REQUIREMENT ▸ If a line of the records holds the word "item", copy it out.

PROVIDED RECORDS ▸
++++++
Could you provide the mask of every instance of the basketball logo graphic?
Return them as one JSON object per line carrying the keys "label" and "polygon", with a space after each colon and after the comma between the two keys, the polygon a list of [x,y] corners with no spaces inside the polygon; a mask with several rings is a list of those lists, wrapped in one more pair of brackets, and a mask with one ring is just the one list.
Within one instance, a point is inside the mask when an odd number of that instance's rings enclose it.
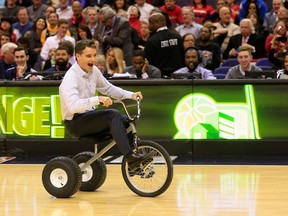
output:
{"label": "basketball logo graphic", "polygon": [[215,101],[204,94],[189,94],[179,101],[174,119],[179,133],[174,138],[192,138],[192,128],[216,112]]}

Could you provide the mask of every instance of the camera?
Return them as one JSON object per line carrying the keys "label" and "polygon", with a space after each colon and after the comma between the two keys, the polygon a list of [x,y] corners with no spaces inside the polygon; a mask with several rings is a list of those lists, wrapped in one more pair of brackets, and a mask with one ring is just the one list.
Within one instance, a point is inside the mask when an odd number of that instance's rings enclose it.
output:
{"label": "camera", "polygon": [[276,40],[280,42],[287,42],[287,37],[284,37],[284,36],[277,37]]}

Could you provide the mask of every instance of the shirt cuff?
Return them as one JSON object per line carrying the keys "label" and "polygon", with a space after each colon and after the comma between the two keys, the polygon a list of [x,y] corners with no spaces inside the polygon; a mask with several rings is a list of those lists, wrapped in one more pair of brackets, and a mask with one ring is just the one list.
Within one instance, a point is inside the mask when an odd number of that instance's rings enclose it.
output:
{"label": "shirt cuff", "polygon": [[147,73],[142,73],[141,76],[143,79],[147,79],[149,77]]}
{"label": "shirt cuff", "polygon": [[89,103],[91,104],[91,107],[99,105],[100,104],[99,97],[95,96],[95,97],[89,98]]}

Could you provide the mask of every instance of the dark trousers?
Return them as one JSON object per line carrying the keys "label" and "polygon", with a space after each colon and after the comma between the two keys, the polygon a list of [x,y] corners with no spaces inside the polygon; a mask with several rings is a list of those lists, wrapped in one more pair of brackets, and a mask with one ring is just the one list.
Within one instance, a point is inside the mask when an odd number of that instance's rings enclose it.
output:
{"label": "dark trousers", "polygon": [[64,121],[68,132],[77,138],[110,130],[113,139],[123,155],[131,154],[125,122],[127,116],[116,109],[95,109],[83,114],[76,114],[72,120]]}

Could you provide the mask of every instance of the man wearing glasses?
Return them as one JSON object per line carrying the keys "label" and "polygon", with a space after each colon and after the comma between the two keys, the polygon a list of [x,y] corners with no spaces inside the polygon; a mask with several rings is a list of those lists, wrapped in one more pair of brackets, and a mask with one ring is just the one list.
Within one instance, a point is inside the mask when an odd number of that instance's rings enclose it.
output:
{"label": "man wearing glasses", "polygon": [[122,49],[126,66],[132,65],[133,45],[131,42],[131,30],[129,21],[123,17],[117,17],[110,7],[99,10],[98,19],[102,23],[100,28],[99,44],[103,54],[112,47]]}

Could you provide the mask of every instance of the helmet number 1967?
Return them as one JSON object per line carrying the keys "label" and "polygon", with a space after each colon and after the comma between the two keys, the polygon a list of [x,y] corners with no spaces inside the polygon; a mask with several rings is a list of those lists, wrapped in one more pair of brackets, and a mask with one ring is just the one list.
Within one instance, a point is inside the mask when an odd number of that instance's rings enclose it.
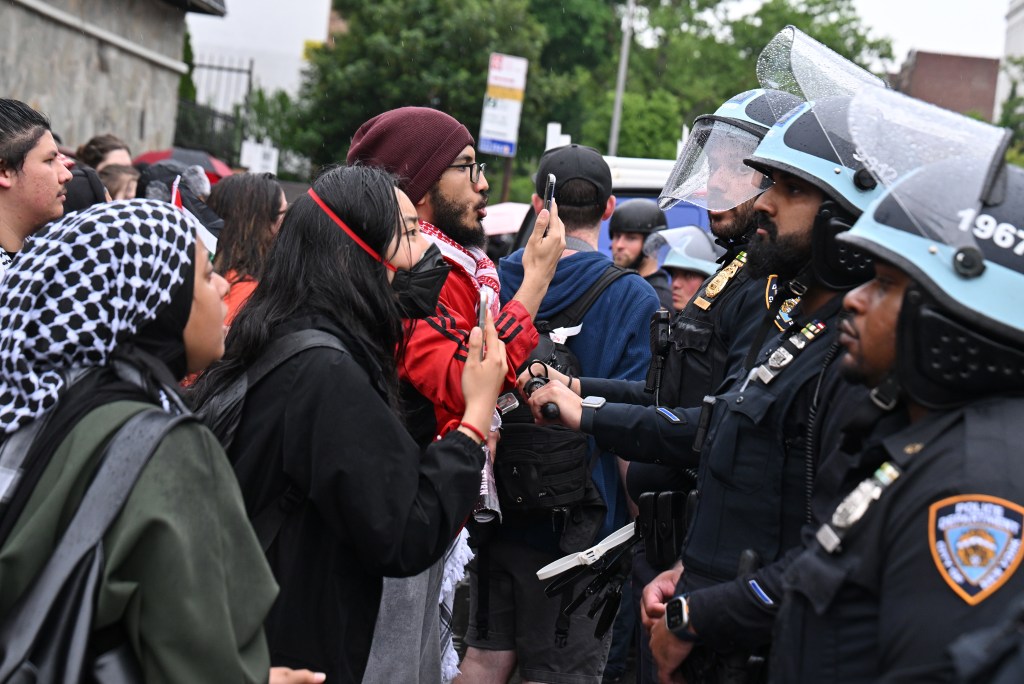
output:
{"label": "helmet number 1967", "polygon": [[960,217],[960,230],[970,230],[979,240],[991,240],[997,247],[1013,249],[1014,254],[1024,256],[1024,230],[1011,223],[1000,223],[994,216],[979,214],[975,209],[963,209],[956,215]]}

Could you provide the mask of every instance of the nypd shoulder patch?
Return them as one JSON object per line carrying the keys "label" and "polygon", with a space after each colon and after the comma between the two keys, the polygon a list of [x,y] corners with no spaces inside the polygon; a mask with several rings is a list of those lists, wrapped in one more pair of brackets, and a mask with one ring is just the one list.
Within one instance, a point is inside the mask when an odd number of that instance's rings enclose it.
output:
{"label": "nypd shoulder patch", "polygon": [[1024,507],[983,494],[942,499],[928,510],[932,559],[946,584],[975,606],[1013,576],[1024,557]]}

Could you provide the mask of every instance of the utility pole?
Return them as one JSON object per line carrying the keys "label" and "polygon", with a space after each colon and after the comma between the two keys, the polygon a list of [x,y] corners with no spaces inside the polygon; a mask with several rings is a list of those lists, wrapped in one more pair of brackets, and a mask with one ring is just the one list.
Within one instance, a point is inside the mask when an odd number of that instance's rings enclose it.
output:
{"label": "utility pole", "polygon": [[633,10],[635,0],[626,2],[626,16],[622,19],[622,47],[619,48],[619,75],[615,79],[615,105],[612,108],[612,130],[608,134],[608,156],[614,157],[619,151],[619,123],[622,120],[622,93],[626,89],[626,72],[629,70],[629,46],[633,43]]}

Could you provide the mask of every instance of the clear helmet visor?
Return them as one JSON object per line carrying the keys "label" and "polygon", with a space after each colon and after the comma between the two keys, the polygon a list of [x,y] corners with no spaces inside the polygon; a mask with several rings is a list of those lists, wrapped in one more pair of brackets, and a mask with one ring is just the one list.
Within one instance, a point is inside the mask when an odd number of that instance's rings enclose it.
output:
{"label": "clear helmet visor", "polygon": [[700,117],[669,174],[658,204],[688,202],[708,211],[728,211],[768,187],[764,176],[743,163],[761,139],[728,121]]}
{"label": "clear helmet visor", "polygon": [[865,87],[885,82],[794,26],[779,31],[757,58],[757,80],[769,92],[776,119],[792,109],[788,93],[805,102],[853,97]]}
{"label": "clear helmet visor", "polygon": [[849,128],[861,161],[921,236],[957,248],[994,237],[982,205],[999,191],[1009,131],[877,89],[853,98]]}

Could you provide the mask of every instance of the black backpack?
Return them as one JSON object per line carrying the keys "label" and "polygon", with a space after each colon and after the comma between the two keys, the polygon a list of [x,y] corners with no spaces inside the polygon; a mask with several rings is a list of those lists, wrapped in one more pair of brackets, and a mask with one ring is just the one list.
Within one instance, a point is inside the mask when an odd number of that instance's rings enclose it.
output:
{"label": "black backpack", "polygon": [[[255,363],[225,390],[213,395],[198,407],[195,415],[210,428],[224,447],[224,451],[227,451],[235,440],[235,431],[242,420],[245,395],[248,394],[249,388],[288,359],[317,347],[346,351],[341,340],[323,330],[306,329],[288,333],[271,342]],[[305,495],[297,487],[289,484],[277,501],[252,516],[250,522],[264,553],[274,542],[285,518],[304,498]]]}
{"label": "black backpack", "polygon": [[[614,264],[569,307],[547,321],[537,321],[540,340],[534,360],[574,376],[579,360],[565,342],[550,333],[580,324],[601,293],[624,275],[634,273]],[[522,370],[522,369],[520,369]],[[494,479],[503,513],[551,515],[562,532],[561,546],[569,553],[587,548],[604,519],[605,505],[593,486],[587,436],[560,425],[538,425],[525,401],[506,415],[494,460]],[[595,459],[596,461],[596,459]]]}

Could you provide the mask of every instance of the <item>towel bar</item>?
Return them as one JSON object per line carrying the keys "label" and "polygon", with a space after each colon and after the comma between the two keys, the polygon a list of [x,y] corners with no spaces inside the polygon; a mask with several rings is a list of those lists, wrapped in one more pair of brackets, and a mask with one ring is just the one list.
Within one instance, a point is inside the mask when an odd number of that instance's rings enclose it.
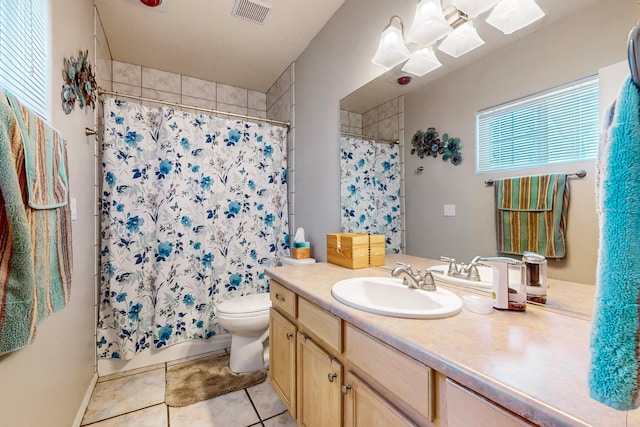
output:
{"label": "towel bar", "polygon": [[[568,173],[567,176],[577,176],[578,178],[584,178],[585,176],[587,176],[587,171],[580,169],[576,173]],[[496,182],[495,179],[487,179],[484,181],[486,185],[493,185],[495,182]]]}

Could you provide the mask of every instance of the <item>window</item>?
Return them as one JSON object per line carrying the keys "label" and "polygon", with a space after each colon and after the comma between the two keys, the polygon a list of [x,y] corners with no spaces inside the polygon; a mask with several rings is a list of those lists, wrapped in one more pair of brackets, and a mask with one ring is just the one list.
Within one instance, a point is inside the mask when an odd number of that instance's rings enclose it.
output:
{"label": "window", "polygon": [[0,0],[0,86],[48,112],[48,1]]}
{"label": "window", "polygon": [[595,159],[599,103],[593,76],[480,111],[476,171]]}

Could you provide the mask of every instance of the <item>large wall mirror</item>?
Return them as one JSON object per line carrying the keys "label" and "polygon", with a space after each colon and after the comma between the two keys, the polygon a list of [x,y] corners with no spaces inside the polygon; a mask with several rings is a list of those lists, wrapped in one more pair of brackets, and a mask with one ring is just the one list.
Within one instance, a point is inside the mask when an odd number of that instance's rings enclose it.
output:
{"label": "large wall mirror", "polygon": [[[539,1],[543,8],[552,9],[552,3]],[[544,18],[544,25],[535,30],[501,35],[511,38],[499,48],[487,47],[487,52],[456,59],[438,53],[446,70],[436,71],[435,77],[427,74],[399,85],[397,67],[341,100],[341,156],[348,160],[341,164],[345,178],[359,179],[361,183],[368,174],[375,176],[378,186],[384,186],[380,182],[384,175],[375,168],[362,176],[356,177],[355,172],[358,164],[377,164],[377,154],[389,155],[378,151],[389,151],[392,156],[397,148],[398,170],[392,176],[399,182],[392,191],[399,191],[399,197],[392,210],[397,209],[398,250],[434,259],[448,256],[462,262],[476,255],[497,255],[494,192],[485,180],[585,170],[585,178],[569,180],[567,254],[550,260],[549,277],[595,283],[595,160],[476,173],[478,111],[592,75],[600,76],[602,108],[615,98],[619,82],[628,75],[623,61],[627,34],[636,23],[636,6],[624,0],[576,0],[571,5],[574,9],[570,13],[565,10],[561,16],[550,14]],[[495,31],[485,25],[476,24],[481,36]],[[410,153],[414,133],[429,127],[460,138],[460,165],[441,157],[419,158]],[[371,145],[357,145],[359,140],[371,139],[376,140]],[[392,145],[393,141],[399,144]],[[384,149],[376,149],[377,146]],[[346,177],[348,174],[351,176]],[[356,188],[344,186],[343,216],[351,209],[348,193]],[[365,197],[373,203],[371,206],[384,204],[373,193],[366,193]],[[360,218],[363,217],[357,213],[352,217],[356,223]],[[361,225],[351,224],[354,229]]]}

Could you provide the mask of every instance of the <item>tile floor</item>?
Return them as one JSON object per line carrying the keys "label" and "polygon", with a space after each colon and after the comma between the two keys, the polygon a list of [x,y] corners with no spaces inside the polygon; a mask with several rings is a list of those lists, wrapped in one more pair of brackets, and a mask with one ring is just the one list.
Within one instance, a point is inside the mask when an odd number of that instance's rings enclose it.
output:
{"label": "tile floor", "polygon": [[[211,354],[200,357],[208,357]],[[164,402],[167,366],[181,360],[98,379],[82,426],[91,427],[295,427],[269,384],[261,384],[181,408]]]}

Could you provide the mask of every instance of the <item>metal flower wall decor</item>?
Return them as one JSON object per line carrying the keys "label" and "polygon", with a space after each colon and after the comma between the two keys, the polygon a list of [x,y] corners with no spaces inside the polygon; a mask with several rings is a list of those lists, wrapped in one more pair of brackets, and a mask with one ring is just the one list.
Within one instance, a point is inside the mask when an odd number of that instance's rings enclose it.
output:
{"label": "metal flower wall decor", "polygon": [[428,128],[426,131],[418,130],[411,138],[411,154],[416,154],[423,159],[425,156],[438,157],[442,155],[445,162],[450,160],[455,166],[462,163],[462,144],[460,138],[452,138],[448,134],[443,134],[442,138],[435,128]]}
{"label": "metal flower wall decor", "polygon": [[65,114],[70,114],[76,105],[80,109],[96,108],[96,92],[98,84],[96,76],[91,69],[91,64],[87,60],[89,51],[85,50],[78,54],[78,59],[73,56],[64,59],[64,70],[62,75],[64,84],[62,85],[62,109]]}

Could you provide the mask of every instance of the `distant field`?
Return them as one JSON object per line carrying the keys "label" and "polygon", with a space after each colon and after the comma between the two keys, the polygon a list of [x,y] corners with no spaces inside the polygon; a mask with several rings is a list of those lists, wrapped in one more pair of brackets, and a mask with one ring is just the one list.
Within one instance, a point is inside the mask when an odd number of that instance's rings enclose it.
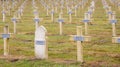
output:
{"label": "distant field", "polygon": [[[23,3],[21,0],[17,5]],[[45,0],[46,1],[46,0]],[[81,1],[81,0],[79,0]],[[39,25],[43,25],[47,29],[47,45],[48,60],[37,60],[34,56],[34,15],[32,8],[32,0],[28,0],[24,6],[24,12],[21,20],[17,23],[17,34],[12,34],[9,39],[9,49],[11,58],[3,56],[3,39],[0,35],[0,67],[119,67],[120,66],[120,44],[112,43],[112,26],[108,21],[108,17],[103,8],[102,1],[96,0],[96,8],[93,13],[93,22],[89,26],[89,36],[92,36],[91,42],[83,42],[84,63],[76,61],[76,42],[70,40],[70,35],[76,35],[76,26],[82,26],[84,13],[90,5],[89,0],[84,9],[77,10],[77,16],[72,14],[72,23],[69,23],[69,15],[66,8],[63,10],[63,35],[59,35],[59,24],[57,21],[52,22],[51,16],[46,16],[46,10],[40,4],[39,0],[35,0],[38,7],[39,17],[43,20]],[[120,10],[109,0],[106,0],[112,10],[116,11],[117,36],[120,35]],[[120,2],[120,1],[119,1]],[[2,5],[2,3],[0,3]],[[0,14],[0,33],[3,33],[3,27],[8,24],[10,33],[13,33],[13,23],[11,18],[18,6],[12,10],[12,15],[6,15],[6,21],[2,21]],[[2,6],[0,6],[2,11]],[[59,16],[55,14],[55,19]],[[84,29],[83,29],[84,31]],[[83,32],[84,33],[84,32]]]}

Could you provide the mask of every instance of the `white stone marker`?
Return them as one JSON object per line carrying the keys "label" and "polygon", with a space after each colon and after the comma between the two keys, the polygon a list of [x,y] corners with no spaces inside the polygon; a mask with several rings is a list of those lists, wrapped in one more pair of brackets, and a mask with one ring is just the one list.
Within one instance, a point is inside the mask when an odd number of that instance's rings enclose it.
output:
++++++
RESPONSE AREA ▸
Could you provide the mask of every instance of the <item>towel bar</item>?
Could you provide the mask of every instance of the <item>window</item>?
Could you provide the mask of every instance of the <item>large wall mirror</item>?
Could you provide the mask of every instance of the <item>tile floor</item>?
Could you provide the mask of every instance of the <item>metal flower wall decor</item>?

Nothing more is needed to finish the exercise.